[Dataset content Boundary: Start]

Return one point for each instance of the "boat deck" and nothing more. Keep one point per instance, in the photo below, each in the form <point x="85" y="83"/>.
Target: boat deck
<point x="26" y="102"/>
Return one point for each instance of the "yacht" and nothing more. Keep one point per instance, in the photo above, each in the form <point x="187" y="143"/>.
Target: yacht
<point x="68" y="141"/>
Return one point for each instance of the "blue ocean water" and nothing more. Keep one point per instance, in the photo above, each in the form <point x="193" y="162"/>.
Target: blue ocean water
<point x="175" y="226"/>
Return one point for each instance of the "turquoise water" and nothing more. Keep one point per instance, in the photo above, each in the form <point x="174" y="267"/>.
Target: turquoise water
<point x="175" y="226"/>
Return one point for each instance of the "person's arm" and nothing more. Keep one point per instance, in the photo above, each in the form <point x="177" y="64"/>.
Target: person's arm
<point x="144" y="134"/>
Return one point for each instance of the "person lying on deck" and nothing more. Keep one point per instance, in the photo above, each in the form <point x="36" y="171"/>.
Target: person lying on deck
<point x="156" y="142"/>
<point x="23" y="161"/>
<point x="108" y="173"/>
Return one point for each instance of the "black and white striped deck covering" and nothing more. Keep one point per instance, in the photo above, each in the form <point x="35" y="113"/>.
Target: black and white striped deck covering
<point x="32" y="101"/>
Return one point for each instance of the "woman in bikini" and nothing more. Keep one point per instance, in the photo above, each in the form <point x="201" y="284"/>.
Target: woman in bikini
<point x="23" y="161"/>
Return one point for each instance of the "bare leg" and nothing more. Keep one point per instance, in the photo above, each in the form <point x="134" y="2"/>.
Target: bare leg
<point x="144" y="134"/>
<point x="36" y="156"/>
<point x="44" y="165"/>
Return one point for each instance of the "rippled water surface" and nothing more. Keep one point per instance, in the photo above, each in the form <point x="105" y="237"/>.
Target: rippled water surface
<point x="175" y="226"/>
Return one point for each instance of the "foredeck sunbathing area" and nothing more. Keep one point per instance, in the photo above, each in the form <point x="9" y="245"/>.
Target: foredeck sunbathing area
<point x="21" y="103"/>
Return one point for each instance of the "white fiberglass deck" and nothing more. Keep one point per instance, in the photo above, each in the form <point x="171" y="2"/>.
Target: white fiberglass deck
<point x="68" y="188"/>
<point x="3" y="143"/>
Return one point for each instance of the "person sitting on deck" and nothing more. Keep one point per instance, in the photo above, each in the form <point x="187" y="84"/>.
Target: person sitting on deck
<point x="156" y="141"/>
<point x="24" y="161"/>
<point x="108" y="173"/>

[Dataset content Boundary: End]

● Assignment: Each record is to be retyped exactly as it appears.

● Written solution:
Return one point for each instance of the "boat deck" and nothing more. Keep one point per instance, in the photo below, each in the form <point x="85" y="83"/>.
Target: boat deck
<point x="26" y="102"/>
Return one point for each instance of the "yacht" and nothing more. Keep one point per instance, in the photo above, each in the form <point x="187" y="143"/>.
Target: yacht
<point x="68" y="141"/>
Return one point for each instance of the "blue ocean water" and nothing more. Keep one point per instance, in the photo above, each in the form <point x="193" y="162"/>.
Target: blue ocean water
<point x="175" y="226"/>
Return one point for each instance of the "turquoise water" and nothing more. Keep one point per instance, in the photo above, each in the form <point x="174" y="267"/>.
Target: turquoise water
<point x="175" y="226"/>
Return one point for each instance of the "person's arm" and nothing more. Keep one point per instance, in the photo above, each in the form <point x="177" y="64"/>.
Target: person's arm
<point x="144" y="134"/>
Return one point for each instance of the "person lying on deck" and nothing more. Keep one point per instance, in the photo above, each in the form <point x="36" y="171"/>.
Target: person lying on deck
<point x="156" y="142"/>
<point x="23" y="161"/>
<point x="108" y="173"/>
Return one point for each instance of the "black and white striped deck covering" and nothing more. Keep one point per instance, in the photo above, each in the form <point x="35" y="113"/>.
Target: black and white striped deck covering
<point x="32" y="101"/>
Return one point for each instance of the "woman in bikini" and nothing more. Keep one point per instance, in the photo above, each in the form <point x="201" y="284"/>.
Target: woman in bikini
<point x="23" y="161"/>
Return one point for each instance of the "bare leg" and nothing more. Keep one point per instance, in the photo above, each in the form <point x="134" y="2"/>.
Target: bare leg
<point x="144" y="134"/>
<point x="36" y="156"/>
<point x="44" y="165"/>
Return one point for each instance of the "rippled water surface" and nothing more. Keep one point per instance, in the photo above, each in the form <point x="105" y="237"/>.
Target: rippled water surface
<point x="175" y="226"/>
Return one point for each instance of the "foredeck sunbathing area" and nothing more. Keep one point per instance, in the photo above, each in the form <point x="9" y="245"/>.
Target: foredeck sunbathing area
<point x="21" y="103"/>
Return one point for each instance of the "white fiberglass deck" and nothing more. Keep one point per instance, in the photo above, each in the form <point x="171" y="2"/>.
Target: white fiberglass deck
<point x="68" y="188"/>
<point x="3" y="143"/>
Return one point for each instance of the "person sitting on deck" and nothing more. Keep one point per instance, in the photo above, each in the form <point x="187" y="84"/>.
Target: person sitting on deck
<point x="156" y="141"/>
<point x="24" y="161"/>
<point x="108" y="173"/>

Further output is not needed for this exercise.